[start of DATA IN THIS EXERCISE]
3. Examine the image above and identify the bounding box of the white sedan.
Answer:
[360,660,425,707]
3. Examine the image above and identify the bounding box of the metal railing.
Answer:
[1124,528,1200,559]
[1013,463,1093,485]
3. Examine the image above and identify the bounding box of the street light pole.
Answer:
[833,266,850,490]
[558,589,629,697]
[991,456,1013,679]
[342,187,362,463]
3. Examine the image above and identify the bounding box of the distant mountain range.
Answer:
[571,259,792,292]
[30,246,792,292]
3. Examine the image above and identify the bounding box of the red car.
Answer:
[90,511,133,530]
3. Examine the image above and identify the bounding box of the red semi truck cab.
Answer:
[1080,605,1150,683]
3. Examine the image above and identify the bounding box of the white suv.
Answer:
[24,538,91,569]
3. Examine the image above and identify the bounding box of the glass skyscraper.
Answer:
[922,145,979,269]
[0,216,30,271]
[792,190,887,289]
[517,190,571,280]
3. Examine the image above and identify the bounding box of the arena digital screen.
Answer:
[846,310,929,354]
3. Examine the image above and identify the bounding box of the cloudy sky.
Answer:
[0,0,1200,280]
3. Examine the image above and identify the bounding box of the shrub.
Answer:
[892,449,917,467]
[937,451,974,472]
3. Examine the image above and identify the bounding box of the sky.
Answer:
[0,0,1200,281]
[end of DATA IN THIS EXERCISE]
> **WHAT IS REQUIRED**:
Write out the whole listing above again, requests included, with every bounding box coordinate in the answers multiplied by 1.5 and rounded to the nearest whole number, halves rounding up.

> **FINISHED TASK**:
3. Examine the image above and identify the bounding box of the white sedan.
Answer:
[540,990,638,1061]
3. Examine the image above and identify the bounding box of the metal railing.
Answer:
[1686,792,1800,839]
[1520,695,1640,728]
3. Examine the image above and identify the bounding box of the street light pole.
Answer:
[1250,399,1275,735]
[837,884,944,1046]
[1487,684,1520,1019]
[513,281,543,695]
3. Examine the image above and identify the bounding box of the distant mountain range.
Answer:
[857,389,1188,438]
[45,369,1188,438]
3. Examine the image above and identify the bounding box of the red car.
Answer:
[135,767,200,795]
3. Examine the image above and identify the bounding box of the red semi truck cab.
Answer:
[1620,908,1725,1025]
3. Examine the image above and identify the bounding box of the white suv.
Answer:
[36,807,137,854]
3. Examine the image above and identify the bounding box of the glass skyscraper.
Answer:
[1383,218,1469,404]
[0,324,45,407]
[1188,285,1331,434]
[776,285,857,420]
3. Examine the image above and identify the bounding box of the arena digital screen.
Answer:
[1269,465,1394,531]
3. Examine the image above and identify the bounding box of the cloudy sky.
Answer:
[0,0,1800,420]
3. Examine the image above and identify the bounding box of the shrub.
Answer:
[1338,674,1376,701]
[1406,677,1461,708]
3. Examine the image above and identify the bounding box of the sky.
Answer:
[0,0,1800,422]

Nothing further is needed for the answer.